> [What the exercise asks]: Could you render every line of the material below as a numbered list, skipping blank lines and leaving out the pictures?
········
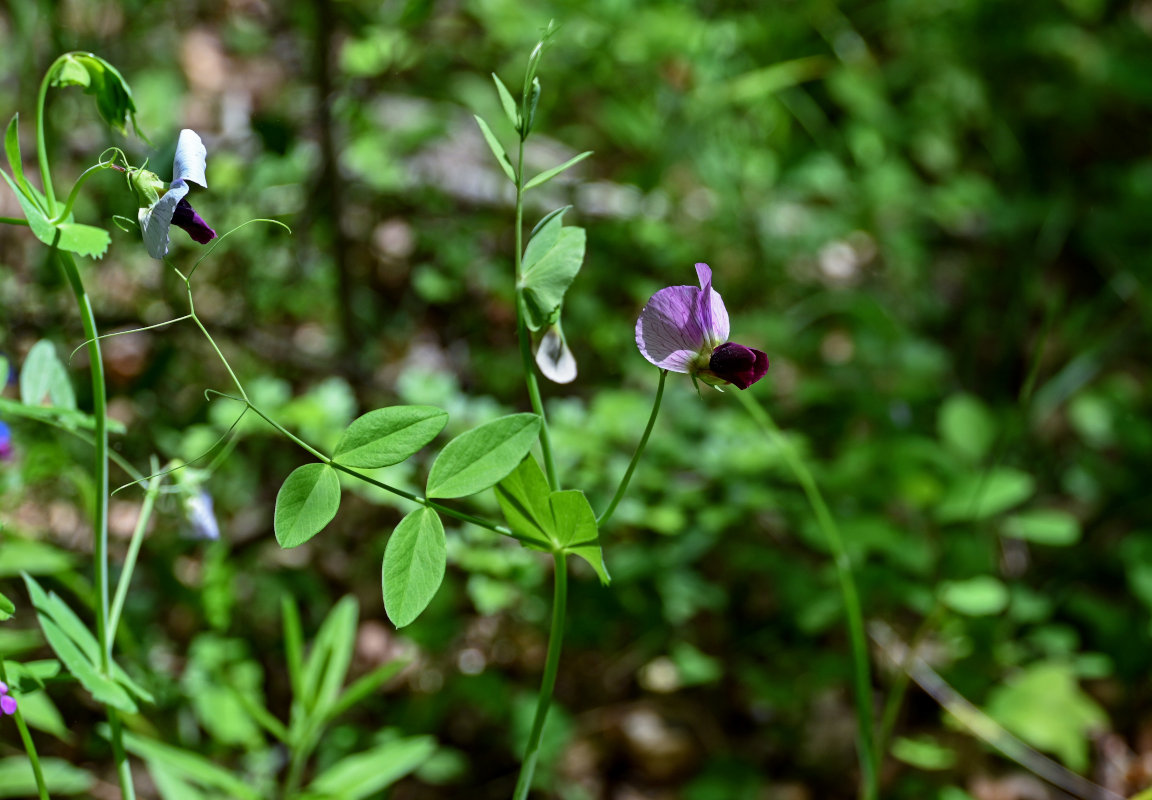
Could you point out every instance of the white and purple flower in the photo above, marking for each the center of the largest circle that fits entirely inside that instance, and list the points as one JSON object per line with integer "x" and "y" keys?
{"x": 684, "y": 329}
{"x": 167, "y": 205}
{"x": 7, "y": 702}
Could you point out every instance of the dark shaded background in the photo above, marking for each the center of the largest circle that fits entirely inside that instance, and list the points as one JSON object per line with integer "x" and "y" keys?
{"x": 932, "y": 216}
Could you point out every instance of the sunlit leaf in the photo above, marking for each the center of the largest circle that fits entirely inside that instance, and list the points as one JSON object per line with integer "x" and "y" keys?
{"x": 388, "y": 436}
{"x": 305, "y": 504}
{"x": 414, "y": 565}
{"x": 484, "y": 455}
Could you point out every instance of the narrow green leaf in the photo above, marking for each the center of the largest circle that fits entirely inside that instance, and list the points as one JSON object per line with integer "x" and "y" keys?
{"x": 44, "y": 379}
{"x": 364, "y": 686}
{"x": 575, "y": 521}
{"x": 332, "y": 651}
{"x": 547, "y": 218}
{"x": 551, "y": 273}
{"x": 368, "y": 774}
{"x": 70, "y": 73}
{"x": 126, "y": 680}
{"x": 548, "y": 174}
{"x": 523, "y": 497}
{"x": 305, "y": 503}
{"x": 979, "y": 496}
{"x": 388, "y": 436}
{"x": 544, "y": 239}
{"x": 77, "y": 664}
{"x": 592, "y": 553}
{"x": 52, "y": 606}
{"x": 576, "y": 531}
{"x": 414, "y": 565}
{"x": 483, "y": 457}
{"x": 294, "y": 644}
{"x": 74, "y": 238}
{"x": 497, "y": 149}
{"x": 190, "y": 765}
{"x": 27, "y": 677}
{"x": 84, "y": 240}
{"x": 32, "y": 204}
{"x": 507, "y": 102}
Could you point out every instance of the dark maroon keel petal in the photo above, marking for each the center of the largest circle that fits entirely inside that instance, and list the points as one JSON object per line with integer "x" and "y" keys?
{"x": 739, "y": 364}
{"x": 187, "y": 218}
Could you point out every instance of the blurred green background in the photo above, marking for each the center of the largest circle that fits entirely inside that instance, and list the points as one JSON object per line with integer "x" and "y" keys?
{"x": 933, "y": 216}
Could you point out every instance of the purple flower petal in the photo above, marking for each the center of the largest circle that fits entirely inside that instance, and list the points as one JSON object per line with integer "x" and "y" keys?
{"x": 157, "y": 219}
{"x": 739, "y": 364}
{"x": 669, "y": 332}
{"x": 713, "y": 315}
{"x": 186, "y": 217}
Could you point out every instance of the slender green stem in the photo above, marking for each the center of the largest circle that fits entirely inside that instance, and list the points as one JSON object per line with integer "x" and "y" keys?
{"x": 25, "y": 737}
{"x": 134, "y": 549}
{"x": 899, "y": 689}
{"x": 525, "y": 345}
{"x": 191, "y": 312}
{"x": 42, "y": 150}
{"x": 869, "y": 759}
{"x": 100, "y": 515}
{"x": 100, "y": 436}
{"x": 636, "y": 457}
{"x": 548, "y": 682}
{"x": 123, "y": 767}
{"x": 75, "y": 191}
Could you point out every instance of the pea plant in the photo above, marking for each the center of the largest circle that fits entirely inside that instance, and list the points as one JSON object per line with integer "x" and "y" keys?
{"x": 683, "y": 329}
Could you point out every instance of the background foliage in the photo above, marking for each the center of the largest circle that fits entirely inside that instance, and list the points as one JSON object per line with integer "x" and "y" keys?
{"x": 932, "y": 216}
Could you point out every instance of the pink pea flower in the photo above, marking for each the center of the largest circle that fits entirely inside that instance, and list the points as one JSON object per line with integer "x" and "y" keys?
{"x": 684, "y": 329}
{"x": 7, "y": 702}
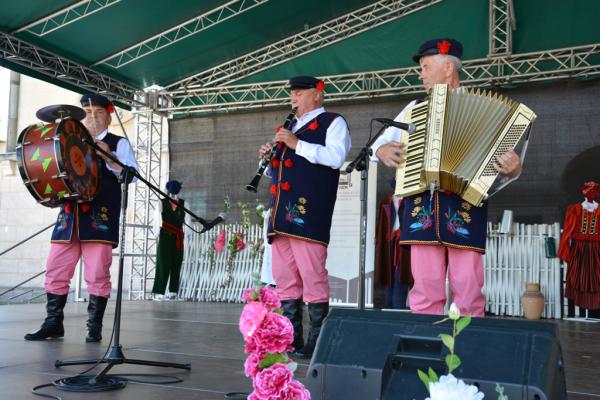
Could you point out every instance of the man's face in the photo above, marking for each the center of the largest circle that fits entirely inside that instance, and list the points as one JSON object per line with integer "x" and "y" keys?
{"x": 305, "y": 100}
{"x": 96, "y": 119}
{"x": 433, "y": 72}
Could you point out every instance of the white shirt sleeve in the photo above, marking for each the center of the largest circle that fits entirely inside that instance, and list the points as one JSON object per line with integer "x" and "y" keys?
{"x": 391, "y": 134}
{"x": 124, "y": 154}
{"x": 337, "y": 145}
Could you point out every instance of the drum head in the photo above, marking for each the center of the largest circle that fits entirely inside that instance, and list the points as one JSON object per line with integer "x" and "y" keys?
{"x": 60, "y": 111}
{"x": 78, "y": 160}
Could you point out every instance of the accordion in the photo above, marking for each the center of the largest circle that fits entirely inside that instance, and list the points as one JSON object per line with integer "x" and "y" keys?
{"x": 459, "y": 133}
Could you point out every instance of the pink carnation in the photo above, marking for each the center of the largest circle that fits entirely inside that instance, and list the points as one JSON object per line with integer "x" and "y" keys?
{"x": 251, "y": 364}
{"x": 220, "y": 242}
{"x": 295, "y": 391}
{"x": 274, "y": 335}
{"x": 252, "y": 317}
{"x": 269, "y": 297}
{"x": 270, "y": 382}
········
> [In response]:
1. Could you point out every instance of the white and purple flower in the photo above, marking for each the center of the largest circle that fits entirely inside that instance, and list the points as one JSON object per line with integer "x" and "y" keys?
2. {"x": 684, "y": 329}
3. {"x": 167, "y": 205}
4. {"x": 7, "y": 702}
5. Could you point out every instance of the dark shaded background in the photo above, marking for each the center of the largest circle that fits entirely inside that instance, and list the points as one JSON object per line with integer "x" and "y" keys?
6. {"x": 932, "y": 216}
7. Could you point out every instance of the sunlit leaf in the photo above, marking for each the center of the largest circle that fits entirely inside that instance, and list the points as one JSON object per line with integer "x" and "y" keys?
8. {"x": 388, "y": 436}
9. {"x": 305, "y": 504}
10. {"x": 414, "y": 565}
11. {"x": 484, "y": 455}
12. Could you point out every instance of the narrow green leaf in the photo above, marking for each the center of the largest circle that fits entirely inside that instance, and list the points as one JSON object per line with integer "x" and "y" keys?
13. {"x": 44, "y": 379}
14. {"x": 364, "y": 686}
15. {"x": 575, "y": 521}
16. {"x": 332, "y": 651}
17. {"x": 547, "y": 218}
18. {"x": 551, "y": 273}
19. {"x": 368, "y": 774}
20. {"x": 70, "y": 73}
21. {"x": 126, "y": 680}
22. {"x": 548, "y": 174}
23. {"x": 523, "y": 497}
24. {"x": 305, "y": 503}
25. {"x": 979, "y": 496}
26. {"x": 388, "y": 436}
27. {"x": 544, "y": 239}
28. {"x": 77, "y": 664}
29. {"x": 592, "y": 553}
30. {"x": 52, "y": 606}
31. {"x": 576, "y": 531}
32. {"x": 414, "y": 565}
33. {"x": 483, "y": 457}
34. {"x": 294, "y": 644}
35. {"x": 74, "y": 238}
36. {"x": 497, "y": 149}
37. {"x": 190, "y": 765}
38. {"x": 27, "y": 677}
39. {"x": 84, "y": 240}
40. {"x": 32, "y": 204}
41. {"x": 507, "y": 102}
42. Could you point out every instance of the dark maroon keel petal in the photo above, marking for each the center of the largest circle that fits entirely inside that instance, and list the points as one JSON object per line with integer "x" and "y" keys?
43. {"x": 739, "y": 364}
44. {"x": 187, "y": 218}
45. Could you point out every instance of the blurred green background in the photo above, marking for each the center of the largest circle that fits entirely inside that instance, and list the points as one JSON object per line with integer "x" and "y" keys?
46. {"x": 933, "y": 216}
47. Could you point out every instance of the purple flower petal in the photo above, marking for each the center of the largest circle that fits entirely inside that instance, and list the points as one JSON object per line with integer "x" and "y" keys?
48. {"x": 157, "y": 219}
49. {"x": 739, "y": 364}
50. {"x": 669, "y": 332}
51. {"x": 713, "y": 315}
52. {"x": 186, "y": 217}
53. Could you point out every instance of the slender green stem in the photo above, marking for each the center of the largest circle that fits entirely inside that instance, and list the points as one JSON object per line with integer "x" and "y" keys?
54. {"x": 25, "y": 737}
55. {"x": 134, "y": 549}
56. {"x": 899, "y": 689}
57. {"x": 525, "y": 345}
58. {"x": 191, "y": 312}
59. {"x": 42, "y": 150}
60. {"x": 869, "y": 759}
61. {"x": 100, "y": 515}
62. {"x": 100, "y": 436}
63. {"x": 636, "y": 457}
64. {"x": 548, "y": 682}
65. {"x": 123, "y": 767}
66. {"x": 75, "y": 191}
67. Could you point out every instance of the pea plant in the photo above, marking for each the center of the largest circle that fits entirely inside that instance, and list the points as one JSON object per line with integer "x" and "y" keys?
68. {"x": 683, "y": 329}
69. Could you point out every instance of the background foliage in the photo above, marking for each the center of the largest circle that fits entirely inside that instance, and list the points as one JSON object per line with integer "x" and "y" keys?
70. {"x": 932, "y": 216}
71. Could you point out every instance of the pink pea flower in the photo above, marking for each the center of the largest circle that fits entirely inside that instance, and list the points as one JSON object per line with integer "x" and "y" keys?
72. {"x": 684, "y": 329}
73. {"x": 7, "y": 702}
74. Could you point out every instance of the man's face in the photo above, marking for each the center of the largest circle that fits entirely inside that instance, and list the points as one JSON object per line with integer "x" and "y" keys?
75. {"x": 305, "y": 100}
76. {"x": 96, "y": 119}
77. {"x": 433, "y": 72}
78. Could you point out every instance of the white shirt sleeve in the photo above, marking for each the center of the largest circle that fits entirely inside that instance, and list the points as one JSON object per line with integer "x" and "y" keys?
79. {"x": 391, "y": 134}
80. {"x": 124, "y": 154}
81. {"x": 337, "y": 145}
82. Could you point out every instance of the drum head in the photo above, marking for each the center of the largest circle that fits entirely inside that instance, and list the points as one JSON object per line with integer "x" and "y" keys?
83. {"x": 60, "y": 111}
84. {"x": 78, "y": 160}
85. Could you point out every instance of the accordion in the photo above, marking for each the center of the largest circle that fits entirely inside that instance, and list the points as one JSON object per line with integer "x" and "y" keys?
86. {"x": 459, "y": 133}
87. Could you point out every instance of the pink carnation in the photo above, marking for each the center of the largest circle that fits entirely inside that instance, and list the points as one JSON object per line with integer "x" and "y" keys?
88. {"x": 251, "y": 364}
89. {"x": 220, "y": 242}
90. {"x": 295, "y": 391}
91. {"x": 274, "y": 335}
92. {"x": 252, "y": 317}
93. {"x": 269, "y": 297}
94. {"x": 270, "y": 382}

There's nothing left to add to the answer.